*Task goal*: Copy each of the rows below character for character.

(Collection entries)
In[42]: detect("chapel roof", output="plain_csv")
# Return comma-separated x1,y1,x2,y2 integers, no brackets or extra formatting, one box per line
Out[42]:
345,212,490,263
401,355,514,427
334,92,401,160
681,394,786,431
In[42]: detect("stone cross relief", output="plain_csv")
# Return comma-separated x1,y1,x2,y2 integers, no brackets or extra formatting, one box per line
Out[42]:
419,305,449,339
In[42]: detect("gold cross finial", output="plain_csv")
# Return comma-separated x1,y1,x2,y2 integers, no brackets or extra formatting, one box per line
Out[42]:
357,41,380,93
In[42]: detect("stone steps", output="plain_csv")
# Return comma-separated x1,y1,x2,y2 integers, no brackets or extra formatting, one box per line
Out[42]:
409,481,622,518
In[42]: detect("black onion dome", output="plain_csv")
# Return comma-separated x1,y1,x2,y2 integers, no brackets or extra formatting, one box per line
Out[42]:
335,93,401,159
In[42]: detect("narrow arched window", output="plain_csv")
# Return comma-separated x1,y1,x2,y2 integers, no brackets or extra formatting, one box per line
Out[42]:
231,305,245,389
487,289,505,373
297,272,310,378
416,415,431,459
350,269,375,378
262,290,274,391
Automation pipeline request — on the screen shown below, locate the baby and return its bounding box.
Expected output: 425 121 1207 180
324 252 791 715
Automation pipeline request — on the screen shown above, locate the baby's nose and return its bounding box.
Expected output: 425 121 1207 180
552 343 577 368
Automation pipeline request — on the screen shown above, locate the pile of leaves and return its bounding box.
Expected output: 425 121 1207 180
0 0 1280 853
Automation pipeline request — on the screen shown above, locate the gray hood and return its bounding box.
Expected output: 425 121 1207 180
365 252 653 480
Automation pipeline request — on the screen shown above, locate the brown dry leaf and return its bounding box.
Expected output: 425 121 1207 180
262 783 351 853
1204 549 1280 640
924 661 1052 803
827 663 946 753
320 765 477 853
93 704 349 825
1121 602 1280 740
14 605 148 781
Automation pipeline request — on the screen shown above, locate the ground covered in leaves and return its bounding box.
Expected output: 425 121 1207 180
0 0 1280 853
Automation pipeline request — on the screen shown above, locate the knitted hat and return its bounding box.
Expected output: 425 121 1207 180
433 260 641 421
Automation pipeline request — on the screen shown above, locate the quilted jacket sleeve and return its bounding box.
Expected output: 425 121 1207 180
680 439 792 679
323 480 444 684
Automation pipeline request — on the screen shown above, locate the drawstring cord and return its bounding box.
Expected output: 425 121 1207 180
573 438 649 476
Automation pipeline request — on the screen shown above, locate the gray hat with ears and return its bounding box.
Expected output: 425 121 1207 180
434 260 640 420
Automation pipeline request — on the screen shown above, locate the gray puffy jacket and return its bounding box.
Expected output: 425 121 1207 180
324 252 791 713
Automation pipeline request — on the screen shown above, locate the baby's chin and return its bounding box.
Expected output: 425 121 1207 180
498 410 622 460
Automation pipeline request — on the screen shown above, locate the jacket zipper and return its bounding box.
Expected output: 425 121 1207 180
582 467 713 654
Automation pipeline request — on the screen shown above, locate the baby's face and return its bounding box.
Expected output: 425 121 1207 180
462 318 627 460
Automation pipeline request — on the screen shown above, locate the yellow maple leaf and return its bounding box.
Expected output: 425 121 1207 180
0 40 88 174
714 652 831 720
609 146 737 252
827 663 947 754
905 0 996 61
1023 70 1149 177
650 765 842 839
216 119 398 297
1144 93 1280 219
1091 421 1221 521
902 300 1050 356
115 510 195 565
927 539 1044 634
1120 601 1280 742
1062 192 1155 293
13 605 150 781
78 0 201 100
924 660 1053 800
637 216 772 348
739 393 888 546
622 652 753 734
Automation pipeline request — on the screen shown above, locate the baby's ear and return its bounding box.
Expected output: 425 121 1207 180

*Solution*:
In[42]: detect("chapel roof", output="plain_csv")
# Return comma-separated x1,y1,x2,y2 integers, no brackets or extra formatting, one box per line
Out[42]:
345,212,490,263
401,355,514,427
334,92,401,160
681,394,786,431
In[42]: detect("stone cross relief", output="plain_csv")
# Return comma-separated x1,y1,x2,y2 integers, no brackets or extra formatting, one box per line
Out[42]:
419,305,449,339
In[42]: detect("gold cross finial", output="plain_csv")
# Return comma-separated x1,y1,x2,y2 integers, no brackets or extra formatting, one box per line
Out[42]:
357,41,380,93
In[42]: detect("stone steps", output="plain_csv")
# Return comma-separated x1,y1,x2,y2 integers, no brackets or extra formatting, one box per line
Out[42]:
409,481,622,518
In[42]: detect("black onion dome", output="plain_csv")
# Return comma-separated x1,y1,x2,y2 integers, no brackets or extra formatting, one box per line
Out[42]:
335,93,401,159
In[42]: detect("narrow arched window", output="plain_csv")
# Return comma-separated x1,y1,x2,y2 integers, no brackets or extra formatting, one box per line
Out[42]:
231,305,245,389
487,289,505,373
297,272,310,378
416,415,431,459
350,269,375,378
262,290,274,391
Automation pipeline request — on the screen shown below, locate the baby and return its bounding box.
Expected output: 425 121 1207 180
324 252 791 715
Automation pipeline request — on the screen shown above, locate the baby's nose and return its bounding box.
Expected output: 425 121 1207 180
552 343 577 368
Automation pipeline request — on the screen shown above, locate the pile of leaves and return its bounding box.
Expected output: 425 121 1207 180
0 0 1280 853
Automation pipeline request — on the screen shown above, locate the gray hood and return its bounding box.
Expected output: 425 121 1207 180
365 252 653 480
Automation pipeline request — on the screen shown above, locate the brown dry leaf and return its bounding box.
Expected output: 425 121 1207 180
262 783 351 853
1204 549 1280 640
924 661 1052 803
827 663 946 753
320 765 477 853
93 704 349 825
1121 602 1280 740
14 605 148 781
Automation pipeline request — on the screen shown above, locate the ground covered in leaves and return its bounding box.
Expected output: 425 121 1207 180
0 0 1280 853
Automation pipeline request — on the screen shown above, locate the knitted hat and return its bounding box.
Expected output: 425 121 1207 180
433 260 641 421
Automation pipeline request — on the screen shown above, locate the quilted jacket sleeve and return its bounding box.
Expected output: 425 121 1207 180
680 439 792 679
323 480 444 684
Automation pipeline request — on the screen shown above, locate the drawstring cord and return its bounding box.
Expected output: 425 121 1207 180
573 438 649 476
Automation pipeline request — on the screen shown above, locate the gray hat with ears and return its bounding box.
Expected output: 425 121 1207 180
434 260 640 420
Automation pipeline request — on the screen shown above, locate the gray puffy jacket and return its bounding box.
Expected output: 425 121 1207 180
324 252 791 713
Automation pipeline request — on the screen shown above, locate the baby's chin and return its bounding box.
Expected output: 425 121 1207 180
498 410 622 460
Automation pipeline request — on the screen shown above, locate the jacket zipper and return its bounding box.
Expected output: 425 121 1207 180
582 467 713 654
Automation pipeline request — on the screen shown above, locate the baby's face and return its bounding box.
Expected output: 425 121 1207 180
462 318 627 460
Automation pipeline request — on the screen shown above, locate the yellow maple leaf and return its bounding box.
Expected output: 425 121 1207 180
0 40 88 174
714 652 831 720
609 146 737 252
827 663 947 754
905 0 996 61
1023 70 1149 177
650 765 842 839
216 119 398 297
1144 93 1280 219
1091 421 1221 521
902 300 1050 356
115 510 195 565
927 539 1044 634
1120 601 1280 742
1062 192 1155 293
13 605 150 781
78 0 201 100
924 660 1053 800
637 216 772 348
739 393 888 546
622 652 753 734
Automation pipeline request — on the screen shown above, locate the baby's ear and return its bounding box.
Expected output: 425 121 1207 180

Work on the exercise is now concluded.